» PROBLEM STATEMENT
Report every line in the items below that contains the word "pole", copying each such line in full. Case counts.

Dataset excerpts on object pointing:
※ ※ ※

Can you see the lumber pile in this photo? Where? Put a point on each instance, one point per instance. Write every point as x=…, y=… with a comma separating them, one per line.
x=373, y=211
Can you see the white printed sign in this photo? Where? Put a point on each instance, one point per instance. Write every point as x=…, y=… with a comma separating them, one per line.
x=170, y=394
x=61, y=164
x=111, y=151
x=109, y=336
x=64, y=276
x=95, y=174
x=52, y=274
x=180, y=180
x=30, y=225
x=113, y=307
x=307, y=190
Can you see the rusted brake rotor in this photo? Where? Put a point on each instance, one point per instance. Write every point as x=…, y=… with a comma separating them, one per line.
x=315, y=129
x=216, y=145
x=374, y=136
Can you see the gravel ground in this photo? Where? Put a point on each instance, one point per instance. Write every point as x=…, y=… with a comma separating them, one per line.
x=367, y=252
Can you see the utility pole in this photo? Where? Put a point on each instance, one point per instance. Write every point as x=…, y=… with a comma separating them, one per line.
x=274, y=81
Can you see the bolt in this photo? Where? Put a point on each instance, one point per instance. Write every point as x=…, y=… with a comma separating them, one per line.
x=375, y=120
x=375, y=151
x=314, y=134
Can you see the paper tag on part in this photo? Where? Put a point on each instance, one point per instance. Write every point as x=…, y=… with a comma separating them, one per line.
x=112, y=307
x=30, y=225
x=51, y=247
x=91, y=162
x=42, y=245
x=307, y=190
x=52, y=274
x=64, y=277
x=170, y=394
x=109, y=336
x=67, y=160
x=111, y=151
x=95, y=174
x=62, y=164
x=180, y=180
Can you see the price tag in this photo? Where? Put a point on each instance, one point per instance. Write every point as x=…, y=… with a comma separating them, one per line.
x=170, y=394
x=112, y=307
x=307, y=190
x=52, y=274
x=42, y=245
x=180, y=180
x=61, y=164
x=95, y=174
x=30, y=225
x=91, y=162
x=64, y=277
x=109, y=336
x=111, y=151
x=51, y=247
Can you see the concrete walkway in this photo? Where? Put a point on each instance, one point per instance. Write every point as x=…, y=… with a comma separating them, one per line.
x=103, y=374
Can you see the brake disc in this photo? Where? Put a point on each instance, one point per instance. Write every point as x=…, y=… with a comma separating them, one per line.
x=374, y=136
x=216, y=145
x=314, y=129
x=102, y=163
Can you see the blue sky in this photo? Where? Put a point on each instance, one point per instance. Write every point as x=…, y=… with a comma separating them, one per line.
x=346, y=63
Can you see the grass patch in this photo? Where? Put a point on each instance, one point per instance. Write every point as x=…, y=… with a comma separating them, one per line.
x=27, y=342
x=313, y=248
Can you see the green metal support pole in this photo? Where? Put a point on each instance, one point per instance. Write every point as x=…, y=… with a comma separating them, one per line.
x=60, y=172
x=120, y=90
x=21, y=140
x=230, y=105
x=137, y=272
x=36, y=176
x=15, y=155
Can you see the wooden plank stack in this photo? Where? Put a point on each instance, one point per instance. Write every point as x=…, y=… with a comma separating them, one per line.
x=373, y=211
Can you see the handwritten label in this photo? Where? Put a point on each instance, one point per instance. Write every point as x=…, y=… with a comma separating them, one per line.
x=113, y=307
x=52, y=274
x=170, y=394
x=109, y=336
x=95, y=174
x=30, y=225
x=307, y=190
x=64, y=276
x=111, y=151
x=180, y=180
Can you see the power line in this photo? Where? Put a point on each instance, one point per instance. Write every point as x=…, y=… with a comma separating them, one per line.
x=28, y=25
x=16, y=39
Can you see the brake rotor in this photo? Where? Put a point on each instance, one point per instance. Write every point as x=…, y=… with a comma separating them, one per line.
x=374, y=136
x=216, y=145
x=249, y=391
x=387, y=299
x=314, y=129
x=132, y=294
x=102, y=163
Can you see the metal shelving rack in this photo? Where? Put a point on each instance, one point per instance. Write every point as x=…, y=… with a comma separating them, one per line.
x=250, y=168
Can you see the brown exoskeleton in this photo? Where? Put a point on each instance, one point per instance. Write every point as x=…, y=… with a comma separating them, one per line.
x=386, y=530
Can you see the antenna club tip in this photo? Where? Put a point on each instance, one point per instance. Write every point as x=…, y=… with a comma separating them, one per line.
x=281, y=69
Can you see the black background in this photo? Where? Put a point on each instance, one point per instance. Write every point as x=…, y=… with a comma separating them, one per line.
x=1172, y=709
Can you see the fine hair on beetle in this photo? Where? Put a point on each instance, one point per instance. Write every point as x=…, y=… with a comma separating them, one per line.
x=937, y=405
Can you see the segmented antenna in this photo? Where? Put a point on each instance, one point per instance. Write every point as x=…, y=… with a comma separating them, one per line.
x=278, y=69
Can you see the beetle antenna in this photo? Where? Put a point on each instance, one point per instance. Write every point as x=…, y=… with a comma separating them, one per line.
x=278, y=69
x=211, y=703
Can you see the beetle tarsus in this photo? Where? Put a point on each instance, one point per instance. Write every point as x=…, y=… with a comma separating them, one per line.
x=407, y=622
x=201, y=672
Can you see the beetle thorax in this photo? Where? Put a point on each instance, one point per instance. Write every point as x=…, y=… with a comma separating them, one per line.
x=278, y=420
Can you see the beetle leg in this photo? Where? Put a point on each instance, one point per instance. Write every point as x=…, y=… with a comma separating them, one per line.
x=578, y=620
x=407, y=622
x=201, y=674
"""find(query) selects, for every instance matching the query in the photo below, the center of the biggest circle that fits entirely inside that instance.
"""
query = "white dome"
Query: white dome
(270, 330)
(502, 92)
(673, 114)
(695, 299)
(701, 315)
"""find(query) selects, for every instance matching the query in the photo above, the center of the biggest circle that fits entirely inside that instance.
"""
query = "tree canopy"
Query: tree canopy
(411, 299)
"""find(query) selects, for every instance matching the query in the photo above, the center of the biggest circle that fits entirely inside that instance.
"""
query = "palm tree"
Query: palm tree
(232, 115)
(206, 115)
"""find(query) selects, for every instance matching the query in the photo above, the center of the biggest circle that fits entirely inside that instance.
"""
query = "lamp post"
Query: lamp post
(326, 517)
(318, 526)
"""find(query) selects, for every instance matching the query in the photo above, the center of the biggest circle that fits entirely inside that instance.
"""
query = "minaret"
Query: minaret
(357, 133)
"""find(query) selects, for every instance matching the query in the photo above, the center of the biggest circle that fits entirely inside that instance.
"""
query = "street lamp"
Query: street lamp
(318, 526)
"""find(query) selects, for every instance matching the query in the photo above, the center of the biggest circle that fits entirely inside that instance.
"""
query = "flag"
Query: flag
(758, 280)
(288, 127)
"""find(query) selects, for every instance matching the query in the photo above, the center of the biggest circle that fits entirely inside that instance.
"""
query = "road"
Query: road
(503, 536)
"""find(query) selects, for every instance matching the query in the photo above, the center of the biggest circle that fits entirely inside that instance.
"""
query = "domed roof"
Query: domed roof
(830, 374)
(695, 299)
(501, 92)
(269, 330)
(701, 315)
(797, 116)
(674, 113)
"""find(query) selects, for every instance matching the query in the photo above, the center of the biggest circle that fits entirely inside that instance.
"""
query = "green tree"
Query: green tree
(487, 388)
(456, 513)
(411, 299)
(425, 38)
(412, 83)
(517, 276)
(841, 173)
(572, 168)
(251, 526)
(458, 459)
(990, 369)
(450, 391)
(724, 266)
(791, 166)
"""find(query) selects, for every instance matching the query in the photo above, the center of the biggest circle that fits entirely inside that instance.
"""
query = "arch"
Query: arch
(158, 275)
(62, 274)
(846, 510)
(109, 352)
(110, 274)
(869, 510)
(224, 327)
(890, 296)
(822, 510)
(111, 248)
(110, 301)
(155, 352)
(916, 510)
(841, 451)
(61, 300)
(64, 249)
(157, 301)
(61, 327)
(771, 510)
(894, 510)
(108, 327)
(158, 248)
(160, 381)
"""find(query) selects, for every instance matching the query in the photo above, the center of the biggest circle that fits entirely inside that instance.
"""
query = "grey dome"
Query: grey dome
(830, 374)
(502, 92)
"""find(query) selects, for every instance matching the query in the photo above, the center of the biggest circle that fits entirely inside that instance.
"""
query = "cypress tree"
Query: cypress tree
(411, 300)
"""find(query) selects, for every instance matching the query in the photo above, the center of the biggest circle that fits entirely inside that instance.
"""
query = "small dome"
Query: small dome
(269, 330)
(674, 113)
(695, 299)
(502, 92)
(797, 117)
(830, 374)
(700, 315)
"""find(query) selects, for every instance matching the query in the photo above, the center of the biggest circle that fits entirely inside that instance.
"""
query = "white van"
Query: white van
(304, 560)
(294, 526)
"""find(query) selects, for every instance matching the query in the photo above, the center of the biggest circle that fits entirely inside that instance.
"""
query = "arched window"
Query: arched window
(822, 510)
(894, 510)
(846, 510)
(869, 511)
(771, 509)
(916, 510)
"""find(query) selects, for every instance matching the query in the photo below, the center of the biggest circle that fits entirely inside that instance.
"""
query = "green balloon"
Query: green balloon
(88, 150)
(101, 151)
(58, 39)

※ ※ ※

» EXERCISE RESULT
Can you see the utility pole in this photo? Where? Put a point on each instance, one point per instance. Write every point as x=…, y=… with a comma separating them, one per line.
Can you see the green metal support pole in this photo? Where? Put a point on each instance, one point per instance. Write every point as x=…, y=… with a comma separating them, one per line.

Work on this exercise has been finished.